[Given passage]
--------------------

One application of the "galloping" phenomenon is in microchip cooling systems. On Earth, gas bubbles rise from heated surfaces, preventing overheating. However, in space, buoyancy is absent, and this lack of buoyancy makes bubble removal a significant challenge. The new method enables the active removal of bubbles in a gravity-free environment, which could enhance heat transfer in satellites and space electronics.
The newly discovered bubble movement feature can be utilized for surface cleaning. Additional experiments have shown that "galloping bubbles" can clean dusty surfaces. They move in zigzags, similar to a miniature vacuum robot. Scientists hope that controlling bubble movement will lead to new approaches in surface cleaning and targeted drug delivery.
“The new self-propelling mechanism allows bubbles to traverse distances and grants them unprecedented ability to navigate complex liquid networks. This could offer solutions to long-standing issues in heat transfer systems, surface cleaning, and even inspire the creation of new soft robotic systems,” said Saiful Tamim, a research scientist at the University of North Carolina at Chapel Hill (USA).

--------------------

[Provided material]
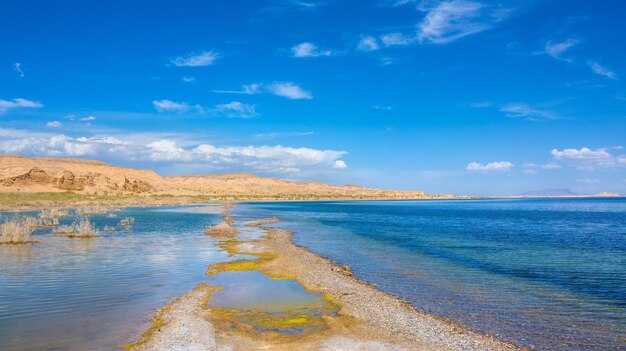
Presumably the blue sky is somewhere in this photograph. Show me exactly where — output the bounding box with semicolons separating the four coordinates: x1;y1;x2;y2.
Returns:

--------------------

[Stated task 1]
Answer these from the galloping-bubbles text:
(a) On Earth, what do gas bubbles do from heated surfaces?
(b) In what pattern do "galloping bubbles" move over dusty surfaces?
(c) At which university is Saiful Tamim a research scientist?
[Stated task 2]
Swap "microchip" for "processor" and write out the galloping-bubbles text from "One application of" up to and including "targeted drug delivery.".
[Stated task 3]
Extend the text on self-propelling "galloping" bubbles with the next part, picking up after its final sentence.

[Exercise output 1]
(a) They rise from the heated surfaces, which prevents overheating.
(b) They move in zigzags, like a miniature vacuum robot.
(c) The University of North Carolina at Chapel Hill (USA).

[Exercise output 2]
One application of the "galloping" phenomenon is in processor cooling systems. On Earth, gas bubbles rise from heated surfaces, preventing overheating. However, in space, buoyancy is absent, and this lack of buoyancy makes bubble removal a significant challenge. The new method enables the active removal of bubbles in a gravity-free environment, which could enhance heat transfer in satellites and space electronics.
The newly discovered bubble movement feature can be utilized for surface cleaning. Additional experiments have shown that "galloping bubbles" can clean dusty surfaces. They move in zigzags, similar to a miniature vacuum robot. Scientists hope that controlling bubble movement will lead to new approaches in surface cleaning and targeted drug delivery.

[Exercise output 3]
Controlling bubble movement remains a complex challenge, even though they exist in most liquids in one form or another. The methods available to engineers and researchers for influencing their movement are limited. The researchers' work demonstrates that bubbles can be guided along predictable trajectories using finely tuned vibrations.
“This discovery transforms our understanding of bubble dynamics from unpredictable to a controllable and universal phenomenon with far-reaching applications in heat transfer, microfluidics, and other technologies,” explained Connor Magoon, a graduate student in mathematics at the University of North Carolina at Chapel Hill.